Mettere in scena il “Ring” di Richard Wagner – un prologo- atto unico di due ore e mezzo e tre opere, o “giornate”, di circa cinque ore ciascuna – . è operazione da fare tremare. Il progetto del Teatro Massimo di Palermo merita, quindi, elogio e supporto (sia dal settore pubblico – Stato, Regione, Provincia, Comune, sia da quello privato – dalle banche ed imprese che sono diventate socie della Fondazione). A Palemo, un “Ring” completo in forma scenica manca da 42 anni, quando venne presentato (nell’arco di due stagioni) un allestimento del Teatro dell’Opera di Ginevra presentato nell’arco di due stagioni. Un’assenza troppo lunga per uno dei capolavori più alti non solo della musica e del teatro dell’Ottocento ma (a detta di Theodor Adorno, che non può certo essere tacciato di settarismo di destra) dell’intera civiltà occidentale. Soprattutto in quanto Palermo veniva considerata, a cavallo tra la fine dell’Ottocento e l’inizio del Novecento, una delle due città italiane wagneriane per eccellenza Non sono mancate rappresentazioni di altre opere di Wagner oppure concerti wagneriani. Tuttavia, il “Ring” è stato concepito come musikdrama per la scena ed è unicamente sul palcoscenico che acquista tutto il suo spessore: lo stesso Wagner nel saggio “Musikdrama” (edito in tradizione delle Edizioni Studio Tesi) sottolinea il rilievo dell’azione teatrale per carpirne i segreti.
Il progetto è ambizioso: dato che lo stesso Wagner interruppe la composizione del “Ring” per 12 anni (dubitando di poterlo portare in porto), e compose “Tristano ed Isotta” e “I maestri cantori di Norimberga”) prima di riprendere in mano il terzo atto di “Siefgfried” al punto in cui lo aveva lasciato. Il progetto ha una sua logica musicale, prima ancora che drammatica: con “Tristano”, Wagner cambiò il modo di scrivere musica e ciò si tocca con mano già nell’ultima parte del ”Ring”. Il cambiamento ha aperto la strada alla musica moderna sino alla dodecafonia. “Rheingold”, la cui prima è il 22 gennaio, è, ricordiamolo, la “vigilia”; assaporarla senza che essa venga seguita dalle tre “giornate” avrebbe poco significato. Lo stesso Teatro alla Scala, in coproduzione con lo Staatsoper di Berlino, ha scaglionato su quattro anni la messa in scena del “Ring” su quattro anni prima di presentarne due cicli interi il prossimo giugno.

*Sfida 1*: Secondo il brano sul "Ring" di Wagner, da quanti anni a Palermo manca un "Ring" completo in forma scenica?
Il brano e le voci non hanno alcun legame tra loro.

*Voci in ingresso*:
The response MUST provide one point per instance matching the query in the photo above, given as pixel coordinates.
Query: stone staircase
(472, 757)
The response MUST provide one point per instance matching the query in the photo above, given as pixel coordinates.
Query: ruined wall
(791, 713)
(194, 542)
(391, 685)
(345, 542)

*Sfida 2*: Trasforma le voci qui sopra in un CSV a due colonne, richiesta e risposta, con una riga per ciascuna voce. Metti ogni testo in un solo campo tra virgolette e sostituisci gli a capo con spazi.

*Soluzione completa 1*: Da 42 anni.

*Soluzione completa 2*:
richiesta,risposta
"The response MUST provide one point per instance matching the query in the photo above, given as pixel coordinates. Query: stone staircase","(472, 757)"
"The response MUST provide one point per instance matching the query in the photo above, given as pixel coordinates. Query: ruined wall","(791, 713) (194, 542) (391, 685) (345, 542)"